-- TASK BRIEF --
Exactly reproduce the entries, dropping any pictures from your copy.

[[ DATA RECORDS, beginning ]]

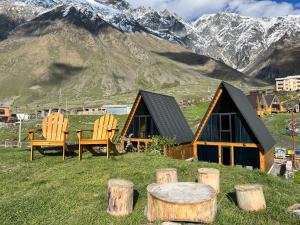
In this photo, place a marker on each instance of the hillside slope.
(87, 58)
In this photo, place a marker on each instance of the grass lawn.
(51, 191)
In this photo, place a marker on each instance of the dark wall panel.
(208, 153)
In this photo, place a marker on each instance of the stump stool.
(166, 175)
(209, 176)
(182, 201)
(250, 197)
(120, 197)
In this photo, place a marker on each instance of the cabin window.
(227, 127)
(142, 126)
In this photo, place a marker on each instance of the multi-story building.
(290, 83)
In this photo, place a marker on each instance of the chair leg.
(31, 153)
(79, 152)
(64, 151)
(107, 150)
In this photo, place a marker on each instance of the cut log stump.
(250, 197)
(166, 175)
(120, 197)
(181, 201)
(209, 176)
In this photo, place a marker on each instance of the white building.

[[ DATA RECORDS, end ]]

-- COMPLETED EXERCISE --
In this photo, place a marker on each instance of the hillside slope.
(87, 58)
In this photo, place a marker on each instance of the grass lawn.
(51, 191)
In this photo, place a marker on each instance of the dark wall panel.
(208, 153)
In this photo, place a marker on each instance of the stump stool.
(166, 175)
(209, 176)
(182, 201)
(250, 197)
(120, 197)
In this photo, place a marker on each instance of the cabin window.
(227, 127)
(142, 126)
In this photo, place a marker on each instance of the multi-story building.
(290, 83)
In this photo, place a marker on each instance of the chair leg.
(31, 153)
(79, 152)
(64, 151)
(107, 150)
In this photo, place a marker on each instance of the cut log stump.
(250, 197)
(166, 175)
(120, 197)
(181, 201)
(209, 176)
In this photo, place a marker on each instance of the white building.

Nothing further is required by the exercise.